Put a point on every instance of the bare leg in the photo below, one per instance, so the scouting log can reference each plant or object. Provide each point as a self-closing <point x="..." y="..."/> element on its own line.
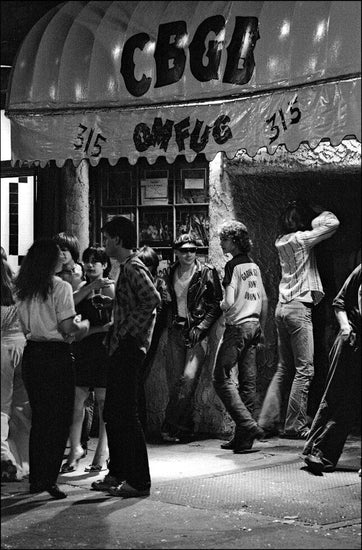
<point x="76" y="450"/>
<point x="101" y="454"/>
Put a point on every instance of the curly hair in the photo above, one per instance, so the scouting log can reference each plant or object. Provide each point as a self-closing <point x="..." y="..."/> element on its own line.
<point x="150" y="258"/>
<point x="70" y="242"/>
<point x="238" y="232"/>
<point x="35" y="276"/>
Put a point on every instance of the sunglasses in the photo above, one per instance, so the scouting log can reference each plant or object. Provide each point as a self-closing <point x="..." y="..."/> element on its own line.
<point x="186" y="250"/>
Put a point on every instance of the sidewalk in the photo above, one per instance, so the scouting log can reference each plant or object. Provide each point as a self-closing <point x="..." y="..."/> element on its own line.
<point x="201" y="497"/>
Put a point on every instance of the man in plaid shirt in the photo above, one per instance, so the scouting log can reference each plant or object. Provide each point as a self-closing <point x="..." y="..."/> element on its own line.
<point x="134" y="314"/>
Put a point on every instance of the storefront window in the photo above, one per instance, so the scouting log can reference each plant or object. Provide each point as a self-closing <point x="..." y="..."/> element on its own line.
<point x="163" y="200"/>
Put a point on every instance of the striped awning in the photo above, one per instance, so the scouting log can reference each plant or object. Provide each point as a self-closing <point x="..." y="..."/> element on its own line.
<point x="148" y="79"/>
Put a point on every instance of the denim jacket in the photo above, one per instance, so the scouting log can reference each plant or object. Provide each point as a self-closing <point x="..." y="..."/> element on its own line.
<point x="203" y="296"/>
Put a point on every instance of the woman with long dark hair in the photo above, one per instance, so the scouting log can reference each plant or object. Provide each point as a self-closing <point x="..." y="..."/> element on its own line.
<point x="47" y="316"/>
<point x="91" y="358"/>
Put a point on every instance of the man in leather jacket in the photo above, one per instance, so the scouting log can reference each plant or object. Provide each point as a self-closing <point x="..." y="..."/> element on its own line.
<point x="196" y="294"/>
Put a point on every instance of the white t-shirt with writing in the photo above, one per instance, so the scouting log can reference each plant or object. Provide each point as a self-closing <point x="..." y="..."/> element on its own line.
<point x="243" y="275"/>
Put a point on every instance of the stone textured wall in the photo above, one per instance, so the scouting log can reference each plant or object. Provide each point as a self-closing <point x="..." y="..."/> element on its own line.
<point x="254" y="190"/>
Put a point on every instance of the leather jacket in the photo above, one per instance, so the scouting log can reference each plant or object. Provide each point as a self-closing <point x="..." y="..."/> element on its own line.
<point x="203" y="296"/>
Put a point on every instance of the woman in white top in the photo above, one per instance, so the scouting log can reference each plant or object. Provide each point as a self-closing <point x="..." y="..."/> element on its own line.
<point x="47" y="316"/>
<point x="15" y="407"/>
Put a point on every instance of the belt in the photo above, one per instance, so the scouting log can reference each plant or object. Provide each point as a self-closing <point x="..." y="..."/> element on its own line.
<point x="179" y="321"/>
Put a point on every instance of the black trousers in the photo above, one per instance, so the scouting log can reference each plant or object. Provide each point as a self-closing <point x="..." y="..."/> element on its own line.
<point x="340" y="406"/>
<point x="49" y="378"/>
<point x="128" y="459"/>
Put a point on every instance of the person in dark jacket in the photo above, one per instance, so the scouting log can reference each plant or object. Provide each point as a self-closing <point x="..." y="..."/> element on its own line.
<point x="340" y="406"/>
<point x="196" y="293"/>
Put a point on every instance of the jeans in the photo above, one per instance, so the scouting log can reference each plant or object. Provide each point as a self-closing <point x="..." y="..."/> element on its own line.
<point x="49" y="377"/>
<point x="238" y="350"/>
<point x="15" y="407"/>
<point x="184" y="369"/>
<point x="128" y="459"/>
<point x="295" y="370"/>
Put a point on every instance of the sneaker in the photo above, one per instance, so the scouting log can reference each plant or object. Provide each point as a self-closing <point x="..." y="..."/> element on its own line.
<point x="168" y="438"/>
<point x="125" y="490"/>
<point x="8" y="471"/>
<point x="314" y="464"/>
<point x="105" y="484"/>
<point x="244" y="444"/>
<point x="229" y="445"/>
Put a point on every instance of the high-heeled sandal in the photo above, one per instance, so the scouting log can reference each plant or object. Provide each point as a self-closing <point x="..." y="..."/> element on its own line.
<point x="97" y="467"/>
<point x="71" y="466"/>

_Your goal_. Your job is to transcribe the entries above exactly; skip the pictures.

_Solution_.
Put a point on every instance of the bare leg in the photo below, one per instance, so the scouting log can reference each plant or object. Provide each point as a self-closing <point x="..." y="..."/> element on its own line.
<point x="76" y="450"/>
<point x="101" y="454"/>
Put a point on every instance of the curly hair in the photo above, one per instance, so the scouting log can reference each plant or object. Provide each point as a self-closing <point x="..." y="..."/> element on its own line.
<point x="150" y="258"/>
<point x="70" y="242"/>
<point x="238" y="232"/>
<point x="35" y="276"/>
Put a point on every instance of the sunglasses in the photo above, one per instance, so the scouting log can reference each plant or object. Provide each point as a self-closing <point x="..." y="..."/> element on its own line.
<point x="186" y="250"/>
Put a point on every instance of the sidewalk in the photo above, one per instance, so the scouting log can reference each plant or object. Provide each point as a self-closing <point x="..." y="..."/> element on its own line.
<point x="201" y="497"/>
Put a point on every instance of the man in plaid shirt in the photo above, one per instance, so the scouting log can reference each plant or object. Provide each point as a self-closing <point x="..." y="..."/> element on its own line.
<point x="134" y="314"/>
Put a point on every instance of the storefront window in the photo above, one per instance, so the scouting log can reference each plant or object. Provide each point as a self-closing <point x="..." y="..."/> element on its own line.
<point x="163" y="200"/>
Put a point on every instance of the striped awning in the photo above, one per instance, so the scouting log can reference each plant or object. Provide each point as a self-closing <point x="..." y="..."/> element on its own line.
<point x="148" y="79"/>
Put a point on every instance of the denim jacket in the photo above, one per instance, so the scouting log can reference each plant or object. Provide each point as a self-closing <point x="..." y="..."/> element on its own line.
<point x="203" y="296"/>
Put a point on every instance of the woman with long dark hair in the photo above, one per instance, so the scouting log can reference each plant or object. Provide each point as a self-closing <point x="..." y="..."/> element on its own line.
<point x="47" y="316"/>
<point x="91" y="358"/>
Put a point on every instance of the man in leather jacket in the photo above, one per instance, so the scouting log can reference each plant or object. Provide each point as a self-closing <point x="..." y="..."/> element on its own line.
<point x="196" y="294"/>
Put a point on every instance of the white t-shirt with writing in the photo above, one per instance, so the scouting log can reference each plant or object. Provide each point as a self-closing <point x="..." y="..."/> element on its own line.
<point x="243" y="275"/>
Put a point on every instance of the stone textured wall in the photo above, one per instance, so the scouting log can reference each plant or object. Provide each point as a self-closing <point x="..." y="..."/> element on its own line.
<point x="254" y="190"/>
Put a point on every instance of the leather jacket in the photo above, one per instance, so the scouting log can reference each plant or object. Provide each point as a self-closing <point x="..." y="..."/> element on its own line.
<point x="203" y="296"/>
Put a point on every instance of the woman in white top in the photo above, one per instance, so the scouting log can reference each plant or object. Provide each point as a self-closing <point x="..." y="..."/> element on its own line.
<point x="47" y="316"/>
<point x="15" y="407"/>
Put a point on every instance of the belt in the photo above, one per instance, so the scouting log can reference each plant or object. Provide each point as a self-closing <point x="..." y="..."/> element on its own line.
<point x="179" y="321"/>
Put a point on every instance of the black trousers in the photo above, one per instance, so the scouting log can reference each plant or object. Provide each point as a self-closing <point x="..." y="..."/> element on its own line.
<point x="340" y="406"/>
<point x="49" y="378"/>
<point x="128" y="459"/>
Put a point on every instance of the person in dark jacket in the photo above, one per instance, so the scouting log can reference each plant or object. Provide each point as a self-closing <point x="..." y="..."/> element on its own line.
<point x="340" y="406"/>
<point x="196" y="293"/>
Put a point on every instance of the jeans in the photo above, one per instance, so the scouting log can reference each plant or object. Provide each point as a self-closing <point x="..." y="..."/> element on its own line.
<point x="49" y="377"/>
<point x="238" y="350"/>
<point x="15" y="407"/>
<point x="184" y="369"/>
<point x="128" y="459"/>
<point x="295" y="370"/>
Put a point on every instance of the sneaker in the photo above, one per instance, so the scouting log can reference each plant or object. Provide each point as a self-closing <point x="..." y="..."/> element on its own line.
<point x="168" y="438"/>
<point x="125" y="490"/>
<point x="8" y="471"/>
<point x="314" y="464"/>
<point x="105" y="484"/>
<point x="244" y="444"/>
<point x="229" y="445"/>
Put a point on every instance of the high-heeled sandal in the photo above, one per instance, so the scouting log can reference each plant or object. Provide each point as a self-closing <point x="..." y="..."/> element on its own line.
<point x="97" y="467"/>
<point x="71" y="466"/>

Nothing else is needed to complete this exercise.